Glettler für mehr Dialog mit Kirchenfernen und Muslimen

Ein Überblick über Aussagen von Hermann Glettler in den Antrittsinterviews mit den österreichischen Medien, zusammengefasst von der Katholischen Nachrichtenagentur KATHPRESS.

Dass der neue Innsbrucker Bischof Hermann Glettler ein Mann des Gesprächs ist, hat er noch am Tag seiner Ernennung durch den Papst in zahlreichen Interviews für verschiedene Medien deutlich gemacht. Die Kirche müsse sich mit viel "Feingefühl" und ohne jede Abwertung um Kontakt mit jenen bemühen, die keine oder eine andere Religion haben, sagte er am Mittwochabend der Nachrichtenagentur "Kathpress". Er wolle als Bischof auch auf jene eingehen, die mit Kirche wenig zu tun haben, und setze dabei vor allem auf Dialog und Begegnung.
Jene, die in der Kirche ihren Dienst tun, wolle er ermutigen, "dass sie diese Arbeit mit Freude tun", sagte Glettler, denn: "Freude ist das Faszinierndste. Freude steckt auch andere an." Das sei auch eine der Grundbotschaften von Papst Franziskus. Glettler: "Wir müssen und einmischen in das alltägliche Leben der Menschen, wir müssen sie einladen und das Gespräch suchen. Wir müssen unseren Glauben authentisch leben und dann kommen bei den anderen oft von selbst die Fragen nach dem, was im Leben trägt."

Bereitgestelltes Material:
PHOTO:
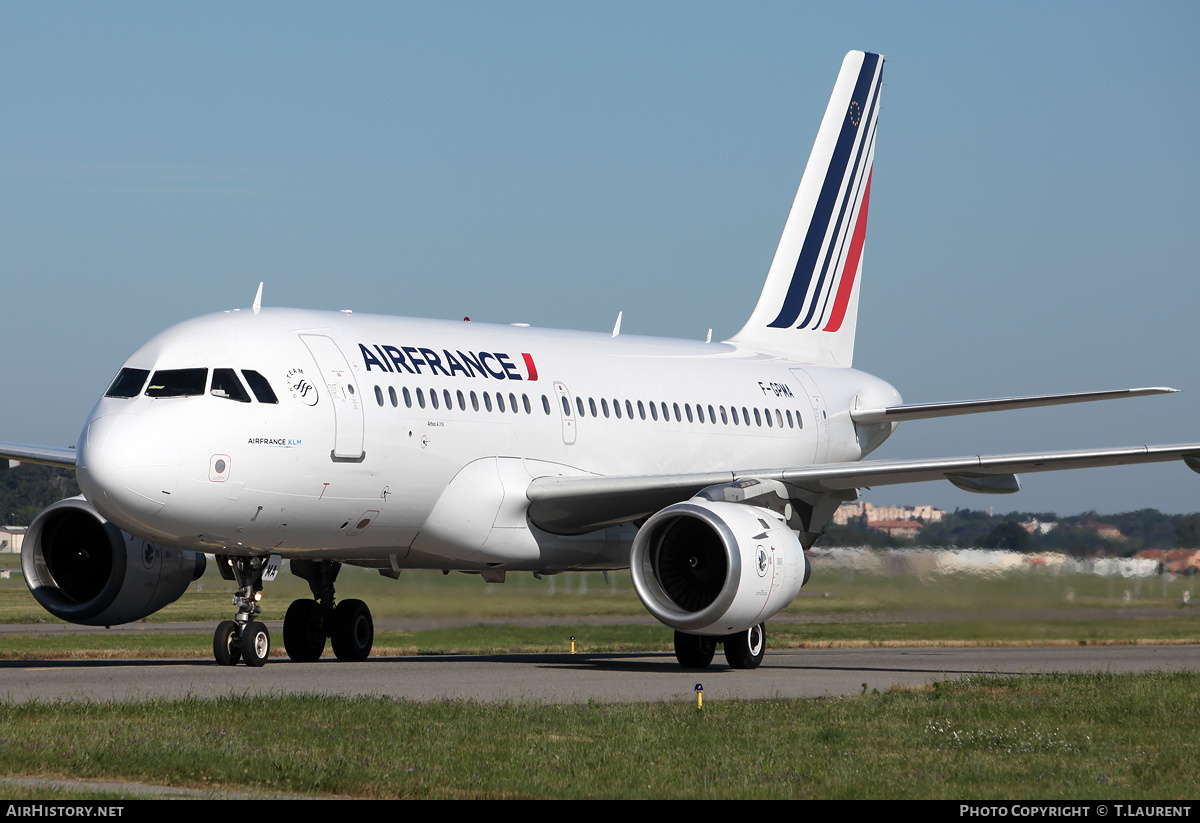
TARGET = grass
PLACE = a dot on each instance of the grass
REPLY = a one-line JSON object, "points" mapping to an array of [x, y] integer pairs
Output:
{"points": [[831, 592], [1086, 737]]}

Schriftliche Aufgaben:
[1] Übertrage den folgenden Satz aus dem Text über Bischof Glettler ins Englische: „Er wolle als Bischof auch auf jene eingehen, die mit Kirche wenig zu tun haben, und setze dabei vor allem auf Dialog und Begegnung.“
[2] Führe den Text über Bischof Glettler im gleichen Stil ab seinem letzten Satz weiter.

Antworten:
[1] He said that as bishop he also wanted to reach out to those who have little to do with the Church, relying above all on dialogue and encounter.

[2]
Auf die sinkenden Zahl der Katholiken bzw. der Messbesucher angesprochen, meinte der Bischof, dass man sich von den Zahlen auch nicht "terrorisieren" lassen dürfe. Freilich müsse man einräumen, dass die traditionelle Volkskirche oftmals nur mehr eine "Fassade" sei. Das Evangelium zu leben, bedeute für jeden, sich "aus der Komfortzone" zu bewegen, sagte er gegenüber der "Presse". Ort der Kirche seien auch die "Umschlagplätze der heutigen Menschen", insbesondere der Jugend.  "Nur zu erwarten, dass irgendwer zu uns kommt, diese Zeiten sind endgültig vorbei. Ungenierter, aufmerksamer in eine moderne Gesellschaft hinein zu reden, das wäre es."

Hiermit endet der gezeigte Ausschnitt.